Decide whether each statement agrees with the article below on the Safe Third Country Agreement ruling, answering yes or no and quoting the deciding words of the article: (a) The Supreme Court's judgment was unanimous. (b) The Supreme Court ruled on the Sec. 15 equality argument made for female claimants. (c) The Federal Court of Appeal sided with the refugee advocates.

READING TEXT:

::::::::

Even assuming that claimants face real and not speculative risks...the Canadian legislative scheme provides safety valves that guard against" risks wrote Justice Nicholas Kasirer in the unanimous 8-0 judgment.

"A degree of difference as between the legal schemes applicable in the two countries can be tolerated, so long as the American system is not fundamentally unfair," Justice Kasirer wrote.

"While the record shows that returnees face a risk of detention in the United States, it also discloses mechanisms that create opportunities for release and provide for review by administrative decision makers and courts. There is no basis to infer that these arrangements are fundamentally unfair. Thus, the risk of detention that returnees face is not overbroad."

Under the deal enacted in 2004, Canada and the United States designated each country as safe" and required would-be refugees to file their claims in the first country they land in.

It applied at official border crossings, and gives border guards little leeway to grant entry unless an individual meets a limited number of exceptions, such as being a minor or having close family members in Canada.

In the landmark ruling, the top court dismissed an appeal brought by eight individuals from El Salvador, Syria and Ethiopia who were backed by refugee advocacy groups like the Canadian Council for Refugees, the Canadian Council of Churches and Amnesty International.

In doing so, the court sided with the Canadian government's position that the 2004 Safe Third Country Agreement is constitutional, and provides protections for individuals' legal rights, and authority to deal with exceptional circumstances.

Justice Russell Brown, who heard the case last October too, resigned this week did not participate in the final ruling which is styled as Canadian Council of Refugees vs. Canada.

Canadian government lawyers had defended the law, saying it is not overly broad, and that the U.S. is a democracy with a well-functioning immigration system that respects international law. Ottawa also said courts cannot apply a Canadian Charter of Rights review or standards to the U.S.

In what many saw as a loophole, the deal originally did not apply at unofficial crossings, like Roxham Road near Lacolle, Quebec leading thousands, especially during the Donald Trump years, to use irregular border points to enter Canada to apply for protection.

Prime Minister Justin Trudeau and President Joe Biden expanded the pact in March to cover the entire land border, closing the gap.

The result has been an immediate drop in the number of border-crossing refugee claimants in both directions.

The ruling did not specifically deal with the politics of the loophole or the changes that closed it.

Rather, the refugee groups challenged the overall deal, saying it exposed asylum seekers to a risk of being held in U.S. detention centres in inhumane conditions that violate international standards including solitary confinement, inadequate medical care, cold temperatures; inadequate or religiously inappropriate food and water; staggering rates of sexual assault; and little or no time outdoors."

They argued the scheme does not provide proper access to counsel, along with virtually no way in Canada to challenge a border agent's order to immediately leave, which amounted to a violation of the refugees' rights under Sec. 7 of the Canadian charter to liberty and security of the person.

Additionally, they said it fails to protect Sec. 15 equality rights of female claimants who fear persecution and gender-based violence if deported from the U.S. to their country of origin because the U.S. doesn't recognize gender-based violence as grounds for an asylum claim. The high court did not deal with that argument, saying it was a claim that needed to be fully argued at the Federal Court and had not been.

The refugee advocates said Ottawa effectively contracts out Canada's international obligations to refugee claimants based on the premise that the U.S. will fulfil those obligations for us."

And they argued the federal cabinet failed its obligation to continually review the law.

Twice a Federal Court sided with the refugee advocates challenging the law, and twice the Federal Court of Appeal sided with the Canadian government.

On Friday the Supreme Court of Canada had the final word.

::::::::

SUPPLIED RECORDS:
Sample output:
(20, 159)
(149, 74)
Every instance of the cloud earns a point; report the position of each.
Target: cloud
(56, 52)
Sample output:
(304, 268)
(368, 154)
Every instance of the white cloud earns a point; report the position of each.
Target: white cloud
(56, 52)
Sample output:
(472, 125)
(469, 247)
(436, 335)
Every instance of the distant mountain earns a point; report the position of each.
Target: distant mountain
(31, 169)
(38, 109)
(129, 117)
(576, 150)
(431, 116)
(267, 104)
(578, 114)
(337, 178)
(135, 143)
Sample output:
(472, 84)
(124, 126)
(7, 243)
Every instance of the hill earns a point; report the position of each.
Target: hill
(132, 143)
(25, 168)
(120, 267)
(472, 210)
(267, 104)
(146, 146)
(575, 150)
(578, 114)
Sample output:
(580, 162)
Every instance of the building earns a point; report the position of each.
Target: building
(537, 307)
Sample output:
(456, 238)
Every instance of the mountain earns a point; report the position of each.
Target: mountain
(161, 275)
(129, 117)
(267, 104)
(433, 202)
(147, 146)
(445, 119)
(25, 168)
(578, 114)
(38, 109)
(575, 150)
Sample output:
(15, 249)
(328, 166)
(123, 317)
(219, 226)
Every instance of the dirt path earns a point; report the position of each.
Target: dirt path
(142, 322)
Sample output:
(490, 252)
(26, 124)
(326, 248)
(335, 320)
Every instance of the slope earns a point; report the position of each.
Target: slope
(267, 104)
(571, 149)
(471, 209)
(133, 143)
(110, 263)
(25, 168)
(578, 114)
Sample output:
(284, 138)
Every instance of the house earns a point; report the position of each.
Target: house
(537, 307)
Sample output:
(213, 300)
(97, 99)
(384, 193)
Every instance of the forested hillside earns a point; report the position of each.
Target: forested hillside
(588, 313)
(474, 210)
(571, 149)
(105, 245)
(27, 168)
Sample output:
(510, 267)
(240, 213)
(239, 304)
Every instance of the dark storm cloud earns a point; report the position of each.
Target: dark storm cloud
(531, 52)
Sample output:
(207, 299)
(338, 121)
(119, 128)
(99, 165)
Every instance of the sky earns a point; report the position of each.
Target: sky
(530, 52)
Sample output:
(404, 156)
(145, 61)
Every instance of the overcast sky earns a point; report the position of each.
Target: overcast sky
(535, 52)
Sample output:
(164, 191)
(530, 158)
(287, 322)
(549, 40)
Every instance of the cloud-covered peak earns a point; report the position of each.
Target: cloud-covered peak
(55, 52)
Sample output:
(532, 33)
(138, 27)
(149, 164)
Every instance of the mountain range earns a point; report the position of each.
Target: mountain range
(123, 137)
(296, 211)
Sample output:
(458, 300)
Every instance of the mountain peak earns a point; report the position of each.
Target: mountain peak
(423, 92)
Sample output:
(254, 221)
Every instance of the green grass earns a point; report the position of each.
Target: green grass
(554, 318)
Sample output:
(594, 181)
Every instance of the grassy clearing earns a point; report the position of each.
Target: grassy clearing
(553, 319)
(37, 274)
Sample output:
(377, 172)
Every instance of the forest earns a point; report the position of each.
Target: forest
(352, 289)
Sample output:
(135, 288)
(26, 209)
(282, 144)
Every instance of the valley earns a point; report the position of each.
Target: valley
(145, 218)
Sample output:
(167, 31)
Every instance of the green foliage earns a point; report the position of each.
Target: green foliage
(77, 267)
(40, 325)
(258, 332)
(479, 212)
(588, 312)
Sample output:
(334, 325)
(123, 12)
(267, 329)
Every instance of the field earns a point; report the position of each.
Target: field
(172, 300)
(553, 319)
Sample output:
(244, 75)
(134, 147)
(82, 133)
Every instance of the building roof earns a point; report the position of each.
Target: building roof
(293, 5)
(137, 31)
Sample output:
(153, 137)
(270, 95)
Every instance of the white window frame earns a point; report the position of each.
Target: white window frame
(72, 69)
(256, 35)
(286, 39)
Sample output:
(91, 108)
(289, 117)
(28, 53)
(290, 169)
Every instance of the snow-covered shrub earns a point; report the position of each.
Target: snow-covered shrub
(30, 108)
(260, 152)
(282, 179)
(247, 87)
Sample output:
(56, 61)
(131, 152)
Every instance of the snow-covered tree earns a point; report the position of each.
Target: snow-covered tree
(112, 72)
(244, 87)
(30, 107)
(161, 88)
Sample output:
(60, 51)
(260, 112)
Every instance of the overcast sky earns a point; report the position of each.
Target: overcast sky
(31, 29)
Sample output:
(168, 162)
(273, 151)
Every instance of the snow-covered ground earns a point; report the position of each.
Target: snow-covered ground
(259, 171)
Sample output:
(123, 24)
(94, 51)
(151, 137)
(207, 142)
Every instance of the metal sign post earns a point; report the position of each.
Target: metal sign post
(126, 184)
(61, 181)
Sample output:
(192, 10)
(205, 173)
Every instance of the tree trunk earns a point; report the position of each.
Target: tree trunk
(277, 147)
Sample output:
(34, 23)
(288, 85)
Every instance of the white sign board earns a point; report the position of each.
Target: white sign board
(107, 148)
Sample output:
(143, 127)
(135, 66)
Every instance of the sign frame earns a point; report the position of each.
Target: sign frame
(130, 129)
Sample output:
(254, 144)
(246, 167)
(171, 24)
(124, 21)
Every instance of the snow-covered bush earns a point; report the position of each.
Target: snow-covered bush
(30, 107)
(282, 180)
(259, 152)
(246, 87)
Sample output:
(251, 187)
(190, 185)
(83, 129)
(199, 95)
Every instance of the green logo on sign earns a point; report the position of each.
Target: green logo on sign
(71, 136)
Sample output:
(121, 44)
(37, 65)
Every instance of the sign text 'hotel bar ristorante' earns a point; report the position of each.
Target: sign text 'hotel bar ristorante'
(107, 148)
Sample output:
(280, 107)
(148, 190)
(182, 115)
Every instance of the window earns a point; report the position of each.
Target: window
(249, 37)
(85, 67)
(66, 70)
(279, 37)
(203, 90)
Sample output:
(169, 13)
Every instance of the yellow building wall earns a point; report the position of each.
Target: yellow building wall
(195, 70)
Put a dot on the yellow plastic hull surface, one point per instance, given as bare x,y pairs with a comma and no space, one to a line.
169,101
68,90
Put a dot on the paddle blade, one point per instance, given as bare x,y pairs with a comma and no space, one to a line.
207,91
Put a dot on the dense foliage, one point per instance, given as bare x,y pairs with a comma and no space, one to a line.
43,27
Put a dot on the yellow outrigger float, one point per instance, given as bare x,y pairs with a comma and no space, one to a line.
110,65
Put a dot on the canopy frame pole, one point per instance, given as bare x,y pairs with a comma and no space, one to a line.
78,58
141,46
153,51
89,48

::::::::

WRITTEN RESPONSE:
(a) Yes: "in the unanimous 8-0 judgment"
(b) No: "The high court did not deal with that argument"
(c) No: "twice the Federal Court of Appeal sided with the Canadian government"